:: To do ::
The data below must be copied in full and without any change.

:: Excerpted data ::
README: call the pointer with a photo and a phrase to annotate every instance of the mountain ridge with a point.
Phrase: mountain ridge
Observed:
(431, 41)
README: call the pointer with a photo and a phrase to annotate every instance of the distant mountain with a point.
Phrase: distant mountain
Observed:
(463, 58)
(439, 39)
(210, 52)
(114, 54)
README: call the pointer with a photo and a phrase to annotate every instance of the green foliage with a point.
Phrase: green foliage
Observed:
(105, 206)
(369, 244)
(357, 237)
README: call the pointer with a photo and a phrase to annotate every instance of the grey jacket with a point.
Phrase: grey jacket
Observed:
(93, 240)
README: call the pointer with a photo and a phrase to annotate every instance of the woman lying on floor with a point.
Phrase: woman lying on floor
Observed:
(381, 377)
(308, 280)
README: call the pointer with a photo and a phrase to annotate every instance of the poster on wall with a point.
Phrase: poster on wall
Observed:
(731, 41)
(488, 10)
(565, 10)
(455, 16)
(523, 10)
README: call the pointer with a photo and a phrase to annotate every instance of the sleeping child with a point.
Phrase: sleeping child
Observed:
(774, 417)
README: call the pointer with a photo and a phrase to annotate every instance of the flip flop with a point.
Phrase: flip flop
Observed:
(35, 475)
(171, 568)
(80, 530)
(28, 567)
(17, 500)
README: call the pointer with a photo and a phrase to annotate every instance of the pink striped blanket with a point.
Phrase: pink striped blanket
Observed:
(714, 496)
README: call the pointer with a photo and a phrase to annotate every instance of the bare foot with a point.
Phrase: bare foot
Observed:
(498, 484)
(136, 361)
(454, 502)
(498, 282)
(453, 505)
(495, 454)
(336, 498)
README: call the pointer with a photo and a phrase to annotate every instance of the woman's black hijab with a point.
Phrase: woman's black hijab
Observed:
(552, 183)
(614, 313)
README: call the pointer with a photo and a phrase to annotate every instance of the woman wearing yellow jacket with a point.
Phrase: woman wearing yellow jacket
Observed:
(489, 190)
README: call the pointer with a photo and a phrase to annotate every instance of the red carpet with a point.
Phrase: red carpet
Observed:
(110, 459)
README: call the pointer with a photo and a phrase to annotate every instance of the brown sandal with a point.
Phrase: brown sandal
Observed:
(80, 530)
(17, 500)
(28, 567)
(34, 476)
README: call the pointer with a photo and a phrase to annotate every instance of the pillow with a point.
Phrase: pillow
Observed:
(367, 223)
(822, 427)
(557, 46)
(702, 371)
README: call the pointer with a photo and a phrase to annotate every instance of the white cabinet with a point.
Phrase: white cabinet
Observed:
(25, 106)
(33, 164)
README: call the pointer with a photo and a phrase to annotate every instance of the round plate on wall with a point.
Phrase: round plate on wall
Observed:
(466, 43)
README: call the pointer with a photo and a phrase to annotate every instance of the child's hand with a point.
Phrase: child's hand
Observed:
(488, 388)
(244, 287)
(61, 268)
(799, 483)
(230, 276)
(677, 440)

:: Complete output ::
README: call the pointer with a photo and a phrase to annotate every instance of the mountain ridge with a point.
Phrase: mountain ridge
Observed:
(431, 41)
README: call the pointer with a photo and a phrase to annotate every instance of the distant mountain with a point.
Phrase: distant mountain
Observed:
(463, 58)
(439, 39)
(210, 52)
(114, 54)
README: call the pointer with a photo and a phrase to annotate every instance of the green foliage with a point.
Phrase: green foliage
Observed:
(105, 206)
(369, 244)
(357, 237)
README: call the pointer with a photo and a phrase to annotate every instance of the grey jacket with a point.
Phrase: grey jacket
Observed:
(93, 240)
README: call the pointer with a photo and a phrase to annotate every instance of the woman lying on floor with a point.
Phrase: woman lying on floor
Observed:
(381, 377)
(308, 280)
README: call the pointer with a photo and a phrase to annotate every instance of the poster on wall with a point.
Phrase: poster on wall
Observed:
(731, 41)
(488, 10)
(565, 10)
(455, 16)
(523, 10)
README: call the pointer with a photo and a phrase to annotate every instance of the sleeping child with a point.
Phrase: sleeping child
Observed:
(774, 417)
README: call the pointer with a photo and a phrase to annotate every instance of the flip flop with a point.
Phrase: flip flop
Observed:
(35, 475)
(171, 568)
(80, 530)
(28, 567)
(17, 500)
README: call the pointer with a photo and a phrase to annotate every instance of the pink striped blanket with a point.
Phrase: pink striped blanket
Observed:
(714, 496)
README: call the pointer with a photo and a phrase to annotate every instance of the bare foot with a point.
Phrase: bare foot
Observed:
(498, 484)
(136, 361)
(454, 502)
(498, 282)
(453, 505)
(495, 454)
(336, 498)
README: call the pointer with a photo and a phrase to annotate every instance of the woman's black hijab with a point.
Phrase: woman's black hijab
Observed:
(552, 183)
(614, 313)
README: call the pointer with a photo and a phrase to annotate every instance of the woman wearing yellow jacket with a point.
Phrase: woman wearing yellow jacket
Observed:
(489, 190)
README: call the pointer with a photo and a phrase to annotate every instance of the red carpet with a point.
Phrase: red carpet
Observed:
(110, 459)
README: call the pointer with a photo and a phrase to annotate every instance of the brown sandal with a point.
Phrase: brown sandal
Observed:
(80, 530)
(17, 500)
(28, 567)
(34, 476)
README: call the pointer with a photo and a phrase to annotate every instance of the pillow with a point.
Phrase: pillow
Observed:
(367, 223)
(822, 427)
(557, 46)
(702, 371)
README: call the pointer with a photo and a phrase to annotate every instance of the white cabinet with a point.
Phrase: white cabinet
Observed:
(25, 106)
(33, 164)
README: call the pointer with a photo and a phrase to annotate every instance of the round plate on wall with a point.
Phrase: round plate on wall
Observed:
(466, 43)
README: call the pointer with a photo and a phrase to annotate every instance of the child's hand with a point.
Phrase: child's hand
Observed:
(488, 388)
(244, 287)
(61, 268)
(799, 483)
(230, 276)
(677, 440)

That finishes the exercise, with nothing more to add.